## Task to carry out
Every entry that follows is to be duplicated exactly.

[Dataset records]

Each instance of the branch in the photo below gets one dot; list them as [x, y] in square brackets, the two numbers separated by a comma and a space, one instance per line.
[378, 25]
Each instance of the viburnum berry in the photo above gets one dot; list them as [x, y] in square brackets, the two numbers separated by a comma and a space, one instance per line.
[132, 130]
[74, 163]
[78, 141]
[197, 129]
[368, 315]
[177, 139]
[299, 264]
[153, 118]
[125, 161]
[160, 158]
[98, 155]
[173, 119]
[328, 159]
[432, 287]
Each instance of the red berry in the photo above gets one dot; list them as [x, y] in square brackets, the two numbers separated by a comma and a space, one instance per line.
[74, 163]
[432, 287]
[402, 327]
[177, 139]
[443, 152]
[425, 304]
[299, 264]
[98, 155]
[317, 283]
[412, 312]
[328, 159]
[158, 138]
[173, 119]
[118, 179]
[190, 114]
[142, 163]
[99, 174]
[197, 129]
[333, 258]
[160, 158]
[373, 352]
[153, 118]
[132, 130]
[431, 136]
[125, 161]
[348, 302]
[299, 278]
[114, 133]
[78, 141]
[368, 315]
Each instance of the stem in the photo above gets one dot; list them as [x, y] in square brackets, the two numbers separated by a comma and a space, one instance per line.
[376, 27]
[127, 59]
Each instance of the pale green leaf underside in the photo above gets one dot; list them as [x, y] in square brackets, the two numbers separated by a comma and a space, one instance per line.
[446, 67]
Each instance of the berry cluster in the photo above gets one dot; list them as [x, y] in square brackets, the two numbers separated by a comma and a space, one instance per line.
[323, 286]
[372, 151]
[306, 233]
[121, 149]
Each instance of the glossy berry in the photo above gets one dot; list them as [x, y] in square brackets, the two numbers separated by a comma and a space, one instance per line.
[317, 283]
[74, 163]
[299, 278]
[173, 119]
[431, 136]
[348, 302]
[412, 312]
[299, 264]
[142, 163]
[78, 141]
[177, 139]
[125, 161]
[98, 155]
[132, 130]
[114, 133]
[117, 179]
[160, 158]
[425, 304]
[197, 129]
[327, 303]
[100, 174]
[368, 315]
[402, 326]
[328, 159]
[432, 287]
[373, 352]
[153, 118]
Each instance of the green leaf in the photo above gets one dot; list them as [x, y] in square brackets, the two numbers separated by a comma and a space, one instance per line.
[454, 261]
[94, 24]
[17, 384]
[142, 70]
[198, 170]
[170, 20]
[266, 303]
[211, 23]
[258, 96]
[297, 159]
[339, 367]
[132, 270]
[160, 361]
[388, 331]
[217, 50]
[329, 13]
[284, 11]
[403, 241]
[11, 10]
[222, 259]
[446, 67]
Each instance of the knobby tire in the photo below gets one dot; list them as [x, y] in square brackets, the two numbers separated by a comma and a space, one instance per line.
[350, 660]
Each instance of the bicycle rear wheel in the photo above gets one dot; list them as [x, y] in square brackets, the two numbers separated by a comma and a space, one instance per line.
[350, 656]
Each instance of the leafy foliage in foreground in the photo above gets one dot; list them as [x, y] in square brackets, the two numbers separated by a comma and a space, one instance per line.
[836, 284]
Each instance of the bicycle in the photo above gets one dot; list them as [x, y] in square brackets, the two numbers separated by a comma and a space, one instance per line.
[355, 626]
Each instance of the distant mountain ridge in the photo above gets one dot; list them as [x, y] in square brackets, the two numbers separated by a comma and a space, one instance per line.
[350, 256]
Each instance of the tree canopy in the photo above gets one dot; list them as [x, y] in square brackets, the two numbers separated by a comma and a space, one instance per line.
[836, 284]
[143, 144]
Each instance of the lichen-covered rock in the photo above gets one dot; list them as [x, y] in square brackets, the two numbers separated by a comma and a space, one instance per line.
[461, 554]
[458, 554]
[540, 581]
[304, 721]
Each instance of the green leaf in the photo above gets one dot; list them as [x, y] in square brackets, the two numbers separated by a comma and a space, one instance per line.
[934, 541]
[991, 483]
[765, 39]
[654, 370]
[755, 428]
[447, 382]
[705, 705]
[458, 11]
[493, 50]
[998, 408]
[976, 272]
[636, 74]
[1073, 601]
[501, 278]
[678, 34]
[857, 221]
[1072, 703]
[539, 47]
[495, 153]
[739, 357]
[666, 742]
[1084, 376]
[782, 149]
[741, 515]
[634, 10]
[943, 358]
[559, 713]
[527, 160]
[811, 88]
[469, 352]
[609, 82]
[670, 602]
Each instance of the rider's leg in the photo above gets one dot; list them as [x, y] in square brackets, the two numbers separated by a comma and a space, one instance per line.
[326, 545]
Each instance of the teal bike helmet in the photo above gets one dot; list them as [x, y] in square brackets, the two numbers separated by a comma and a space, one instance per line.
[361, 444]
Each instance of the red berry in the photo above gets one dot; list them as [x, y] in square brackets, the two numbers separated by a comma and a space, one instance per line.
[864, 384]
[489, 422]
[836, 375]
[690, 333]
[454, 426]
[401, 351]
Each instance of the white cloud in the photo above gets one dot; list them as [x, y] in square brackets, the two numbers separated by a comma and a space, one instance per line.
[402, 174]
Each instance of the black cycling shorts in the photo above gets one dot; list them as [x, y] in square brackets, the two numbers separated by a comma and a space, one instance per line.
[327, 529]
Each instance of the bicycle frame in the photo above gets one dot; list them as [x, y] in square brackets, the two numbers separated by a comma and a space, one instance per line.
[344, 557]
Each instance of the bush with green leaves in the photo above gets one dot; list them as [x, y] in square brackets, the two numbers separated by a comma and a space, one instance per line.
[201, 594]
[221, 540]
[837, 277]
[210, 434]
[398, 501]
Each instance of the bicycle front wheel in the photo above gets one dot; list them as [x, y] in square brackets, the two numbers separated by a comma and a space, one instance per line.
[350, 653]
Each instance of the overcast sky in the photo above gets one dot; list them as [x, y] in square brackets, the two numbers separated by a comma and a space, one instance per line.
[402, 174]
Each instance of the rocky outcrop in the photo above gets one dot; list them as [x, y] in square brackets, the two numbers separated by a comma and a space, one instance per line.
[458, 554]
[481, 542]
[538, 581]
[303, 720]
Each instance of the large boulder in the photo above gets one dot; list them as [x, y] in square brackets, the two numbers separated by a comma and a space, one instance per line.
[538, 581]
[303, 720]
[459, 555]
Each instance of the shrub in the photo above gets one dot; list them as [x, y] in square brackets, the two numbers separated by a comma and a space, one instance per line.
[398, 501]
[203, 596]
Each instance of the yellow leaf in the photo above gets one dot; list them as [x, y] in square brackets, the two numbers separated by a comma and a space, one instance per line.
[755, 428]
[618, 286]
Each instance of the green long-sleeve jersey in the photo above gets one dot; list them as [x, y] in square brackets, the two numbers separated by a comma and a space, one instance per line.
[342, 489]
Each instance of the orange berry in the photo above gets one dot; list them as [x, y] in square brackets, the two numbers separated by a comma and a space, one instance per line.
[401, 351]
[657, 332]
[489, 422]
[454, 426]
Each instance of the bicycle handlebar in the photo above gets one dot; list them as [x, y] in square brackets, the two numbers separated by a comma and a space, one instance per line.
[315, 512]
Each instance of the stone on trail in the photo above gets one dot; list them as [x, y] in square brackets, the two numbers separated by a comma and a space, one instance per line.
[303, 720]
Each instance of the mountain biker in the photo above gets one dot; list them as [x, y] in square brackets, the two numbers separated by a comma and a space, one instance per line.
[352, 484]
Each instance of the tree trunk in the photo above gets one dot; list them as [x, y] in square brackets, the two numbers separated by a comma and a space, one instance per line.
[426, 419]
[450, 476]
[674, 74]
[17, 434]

## Result below
Each instance of the branch in the photo below gets one dot; list them as [x, y] in square brackets, the two numbers separated by a comma and a space, one instance per line.
[378, 25]
Each instance of the viburnum berry in the photo above gets one dot; list them as [x, y] in square brackets, the two numbers separated by a comma and a space, one instance per line.
[132, 130]
[74, 163]
[78, 141]
[197, 129]
[368, 315]
[177, 139]
[299, 264]
[153, 118]
[125, 161]
[160, 158]
[98, 155]
[173, 119]
[328, 159]
[432, 287]
Each instance of the red berry in the photo above gets one dot; list them as [x, y] in square brackets, the two numbers separated by a comma and a space, one instance per line.
[74, 163]
[432, 287]
[402, 327]
[177, 139]
[443, 152]
[425, 304]
[299, 264]
[98, 155]
[317, 283]
[412, 312]
[328, 159]
[158, 138]
[173, 119]
[118, 179]
[190, 114]
[142, 163]
[99, 174]
[197, 129]
[333, 258]
[160, 158]
[373, 352]
[153, 118]
[132, 130]
[431, 136]
[125, 161]
[348, 302]
[299, 278]
[114, 133]
[78, 141]
[368, 315]
Each instance of the stem in the photo above gets one dot; list them as [x, y] in square brackets, the two numbers separated by a comma and a space, one instance per line.
[376, 27]
[127, 59]
Each instance of the pale green leaf underside in the photo above gets one dot; list them as [x, y] in square brackets, the two numbers separated by a comma and a space, one instance per line.
[446, 67]
Each instance of the berry cluster in the photo above gets one dot; list them as [x, y] in square brackets, the two numbers separated by a comma and a space, one instance per line.
[323, 286]
[372, 151]
[306, 233]
[121, 149]
Each instance of the glossy berry in the photo above gets one dot; list them as [x, y] in square brackets, the two numbers separated by a comma and a space, one instance per line.
[317, 283]
[74, 163]
[299, 278]
[173, 119]
[431, 136]
[348, 302]
[412, 312]
[299, 264]
[142, 163]
[78, 141]
[177, 139]
[125, 161]
[98, 155]
[132, 130]
[114, 133]
[117, 179]
[160, 158]
[425, 304]
[197, 129]
[327, 303]
[100, 174]
[368, 315]
[402, 326]
[328, 159]
[432, 287]
[373, 352]
[153, 118]
Each instance of the green leaf in the photo above gets one dot; list them as [x, y] in square brackets, the two numbers separated by a comma and a space, one instance per line.
[454, 261]
[94, 24]
[17, 384]
[142, 70]
[198, 170]
[170, 20]
[266, 303]
[211, 23]
[258, 96]
[297, 159]
[339, 367]
[132, 270]
[160, 361]
[388, 331]
[217, 50]
[329, 13]
[284, 11]
[403, 241]
[11, 10]
[222, 259]
[446, 67]
Each instance of the knobby tire in the photo below gets one dot; list them as [x, y] in square brackets, the two numbers separated by a comma and a space, one instance per line.
[350, 660]
Each instance of the bicycle rear wheel in the photo above gets one dot; list them as [x, y] in square brackets, the two numbers separated by a comma and a space, one instance per line.
[350, 656]
Each instance of the leafy foliage in foreground in the photo above gets one dot; list them as [x, y] in square brackets, the two numbers separated by a comma and a space, one instance per line.
[836, 284]
Each instance of the bicycle in the photo above gets one dot; list them as [x, y] in square brackets, the two numbers separated by a comma and a space, one instance per line.
[355, 626]
Each instance of the distant mountain ridge in the photo above gets one dot; list them as [x, y] in square brackets, the two numbers separated by a comma and a space, one instance per line.
[350, 256]
Each instance of the tree canopy in the photo above gets one dot; list them as [x, y] in square brackets, the two numbers separated by a comma and a space, one instance per line.
[836, 284]
[143, 144]
Each instance of the lichen-covered rock in the photo above gets one dot; list them as [x, y] in square brackets, the two numbers separated by a comma and a space, one instance per line.
[461, 554]
[458, 554]
[540, 581]
[304, 721]
Each instance of the green leaf in the photo above gets one dot; list them as [x, y] in square brackets, the two numbers separated by a comma and a space, one instance per line.
[934, 541]
[991, 483]
[765, 39]
[654, 370]
[755, 428]
[447, 382]
[705, 705]
[458, 11]
[493, 50]
[998, 408]
[976, 272]
[636, 74]
[1073, 601]
[501, 278]
[678, 34]
[857, 221]
[1072, 703]
[539, 47]
[495, 153]
[739, 357]
[666, 742]
[1084, 376]
[782, 149]
[741, 515]
[634, 10]
[943, 358]
[559, 713]
[527, 160]
[811, 88]
[469, 352]
[609, 82]
[670, 602]
Each instance of the rider's leg in the photo above gets one dot; list them as [x, y] in square brackets, the two numbers separated by a comma and a space, one instance per line.
[326, 545]
Each instance of the teal bike helmet in the photo above gets one dot; list them as [x, y] in square brackets, the two numbers separated by a comma and a space, one instance per line.
[361, 444]
Each instance of the red berry in the photo above gets one dot; list them as [x, y] in square brackets, the two numbers separated by a comma and a space, one instance per line.
[864, 384]
[489, 422]
[836, 375]
[690, 333]
[454, 426]
[401, 351]
Each instance of the white cloud in the photo above gets one dot; list them as [x, y] in square brackets, the two numbers separated by a comma and a space, one instance per line.
[402, 174]
Each instance of the black cycling shorts in the photo above gets one dot; list them as [x, y] in square brackets, the two numbers separated by a comma and a space, one instance per line.
[327, 529]
Each instance of the bicycle frame in the photo above gets one dot; list them as [x, y] in square brackets, the two numbers separated by a comma and a space, one instance per line.
[344, 557]
Each instance of the bush with green leaves in the photo above gets one dot; list them as [x, y] in square brackets, the two numbers separated by a comma and a space, one instance per line.
[201, 594]
[221, 540]
[837, 277]
[210, 434]
[398, 501]
Each instance of the bicycle front wheel in the photo above gets one dot; list them as [x, y] in square brackets, the two numbers separated by a comma and a space, one instance per line.
[350, 653]
Each instance of the overcast sky in the photo above gets one dot; list them as [x, y] in square brackets, the two numbers separated by a comma and a space, one instance per line.
[402, 174]
Each instance of the rocky outcrop in the photo above gets one dot; list them as [x, y] in square brackets, the two numbers separated by a comma and a space, one instance per line.
[458, 554]
[481, 542]
[538, 581]
[303, 720]
Each instance of the large boulder in the photo above gets one dot; list them as [x, y] in square brackets, the two numbers separated by a comma and a space, one instance per line.
[538, 581]
[303, 720]
[459, 555]
Each instance of the shrub in the photo above gets one dot; list them as [x, y] in square brackets, the two numbers separated by a comma and a space, one instance per line.
[398, 501]
[203, 596]
Each instance of the yellow leaf in the photo above gets one dot; list them as [x, y] in square brackets, the two numbers separated by a comma and a space, one instance per line.
[755, 428]
[618, 286]
Each instance of the green long-sleeve jersey in the photo above gets one dot; list them as [x, y] in square brackets, the two numbers separated by a comma and a space, one instance per line.
[342, 489]
Each instance of the orange berry in the photo above gets one dot; list them as [x, y] in square brackets, the two numbers separated by a comma and a space, one instance per line.
[401, 351]
[657, 332]
[489, 422]
[454, 426]
Each instance of the bicycle handlebar in the photo above gets one dot; list them as [x, y] in square brackets, the two numbers separated by a comma and a space, one instance per line.
[315, 512]
Each instance of the stone on trail in the photo above gets one dot; list them as [x, y] in square brackets, the two numbers separated by a comma and a space, one instance per line.
[303, 720]
Each instance of the mountain biker in the photo above gets one dot; list them as [x, y] in square brackets, the two numbers separated by a comma and a space, one instance per line.
[352, 484]
Each instance of the tree trunk in the photo above gets one dot; list them as [x, y] in square brackets, the two numbers separated by a comma and a space, one instance per line.
[426, 419]
[450, 476]
[674, 74]
[17, 434]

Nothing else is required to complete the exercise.